作業内容:
(a) 大学無償化制度の文章のうち、「一方、授業料・入学金減免につ」から「学校が対象か確認しましょう。」までを一字一句変えずに書き写してください。
(b) 大学無償化制度の文章を、最後の文のあとから書き継いでください。

この制度では、家庭の経済状況に応じて、大学や短大、専門学校などの授業料・入学金の減免および給付型奨学金の支給が行われています。2020年度から本格的にスタートし、2024年度に変更が加えられたのち、2025年度からさらに内容が拡充されました。
「大学無償化制度」の内容を見ると、給付型奨学金と授業料・入学金減免の2つがあります。このうち給付型奨学金は、親の年収が一定以上だと受けることはできません。
一方、授業料・入学金減免については、2025年度からは、家族構成次第では親の年収に関わらず制度の適用を受けることが可能になりました。ここからは、2025年度から所得制限が撤廃された多子世帯(子ども3人以上)の授業料・入学金減免について詳しく解説します。
授業料・入学金の支援対象
授業料・入学金の支援対象となる学校は、要件を満たした大学・短期大学・高等専門学校(4年・5年)・専門学校です。対象となる学校の一覧は文部科学省の公式ページで確認できますので、まずは子どもの学校が対象か確認しましょう。

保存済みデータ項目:

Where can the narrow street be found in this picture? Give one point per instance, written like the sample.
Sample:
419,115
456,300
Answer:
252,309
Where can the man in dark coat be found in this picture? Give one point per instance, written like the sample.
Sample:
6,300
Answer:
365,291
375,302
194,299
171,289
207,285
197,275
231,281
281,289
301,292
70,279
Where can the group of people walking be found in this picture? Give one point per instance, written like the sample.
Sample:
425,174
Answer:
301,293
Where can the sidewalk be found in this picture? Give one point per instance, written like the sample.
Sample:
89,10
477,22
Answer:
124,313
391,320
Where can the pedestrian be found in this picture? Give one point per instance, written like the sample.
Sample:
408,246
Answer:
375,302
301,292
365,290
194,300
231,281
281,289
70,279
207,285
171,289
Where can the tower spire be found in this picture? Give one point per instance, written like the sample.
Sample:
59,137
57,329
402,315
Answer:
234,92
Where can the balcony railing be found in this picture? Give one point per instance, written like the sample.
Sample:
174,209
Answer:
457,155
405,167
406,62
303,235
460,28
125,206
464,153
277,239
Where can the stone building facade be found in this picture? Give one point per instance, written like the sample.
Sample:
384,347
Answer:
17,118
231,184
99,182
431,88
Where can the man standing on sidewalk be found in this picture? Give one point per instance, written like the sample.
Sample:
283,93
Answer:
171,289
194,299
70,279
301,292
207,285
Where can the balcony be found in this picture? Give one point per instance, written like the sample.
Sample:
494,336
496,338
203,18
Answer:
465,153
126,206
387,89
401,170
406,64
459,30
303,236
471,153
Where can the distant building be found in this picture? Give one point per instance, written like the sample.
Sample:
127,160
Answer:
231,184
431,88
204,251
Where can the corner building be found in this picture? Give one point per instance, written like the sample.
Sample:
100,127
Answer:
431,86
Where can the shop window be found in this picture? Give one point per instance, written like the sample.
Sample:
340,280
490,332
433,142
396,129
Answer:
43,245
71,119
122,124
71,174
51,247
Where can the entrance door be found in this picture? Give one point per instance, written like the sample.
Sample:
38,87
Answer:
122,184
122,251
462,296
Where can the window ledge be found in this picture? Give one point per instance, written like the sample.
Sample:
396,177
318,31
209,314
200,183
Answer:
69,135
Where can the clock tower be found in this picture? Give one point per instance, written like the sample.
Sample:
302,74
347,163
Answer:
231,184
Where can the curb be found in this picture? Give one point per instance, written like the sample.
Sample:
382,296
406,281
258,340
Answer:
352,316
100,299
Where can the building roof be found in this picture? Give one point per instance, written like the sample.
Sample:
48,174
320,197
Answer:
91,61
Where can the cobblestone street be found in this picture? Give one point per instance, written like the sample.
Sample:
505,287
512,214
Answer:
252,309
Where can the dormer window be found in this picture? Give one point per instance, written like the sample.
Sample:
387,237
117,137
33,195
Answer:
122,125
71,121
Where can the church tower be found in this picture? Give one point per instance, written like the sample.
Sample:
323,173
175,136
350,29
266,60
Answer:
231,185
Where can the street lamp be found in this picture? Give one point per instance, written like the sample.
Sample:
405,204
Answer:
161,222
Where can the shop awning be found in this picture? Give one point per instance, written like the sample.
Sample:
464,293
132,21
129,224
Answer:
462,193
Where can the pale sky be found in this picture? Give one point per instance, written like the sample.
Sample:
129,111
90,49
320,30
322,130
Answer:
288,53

作業の回答:
(a)
一方、授業料・入学金減免については、2025年度からは、家族構成次第では親の年収に関わらず制度の適用を受けることが可能になりました。ここからは、2025年度から所得制限が撤廃された多子世帯(子ども3人以上)の授業料・入学金減免について詳しく解説します。
授業料・入学金の支援対象
授業料・入学金の支援対象となる学校は、要件を満たした大学・短期大学・高等専門学校(4年・5年)・専門学校です。対象となる学校の一覧は文部科学省の公式ページで確認できますので、まずは子どもの学校が対象か確認しましょう。

(b)
親の年収に関わらず支援を受けられる家庭は、扶養する子どもが3人以上の世帯です。ただし、注意しなければならないのは、支援対象となる教育機関に「大学院が入っていない」点と、「扶養する子どもが3人以上」という点です。
例えば、第1子が大学生、第2・3子が高校生で全員扶養対象であれば、第1子が大学生の間、年間最大で授業料は70万円、入学金は26万円が無償で支給されます。
しかし、第1子が大学院に進学した場合、第1子の大学院に対する授業料・入学金の支援は受けられません。また、第1子が大学を卒業し社会人となり、その後第2子が大学に行った場合、その時点では扶養する子どもは2人ですので、第2子に対する授業料・入学金の支援も受けられません。
ただし、大学院生は「扶養する子ども」にはカウントされます。例えば、第1子が大学のあと大学院に進学し、扶養対象だったとします。そして、第2子が大学に通った場合、「扶養する子どもが3人以上」となるため、第2子に対しては授業料・入学金の支援対象です(第1子に対しては支給なし)。
まとめ
2025年度から拡充された多子世帯に対する授業料・入学金に関する「大学無償化」の制度では、大学院生本人は支援の対象外ですが、扶養家族としてカウントされることにより、家族全体の支援対象基準を緩める効果があります。次男や三男が大学に進学する際には、実質的な支援が受けられる可能性があります。
まずは、扶養状況や対象学校を確認して、支援対象となるかどうかをチェックしてみましょう。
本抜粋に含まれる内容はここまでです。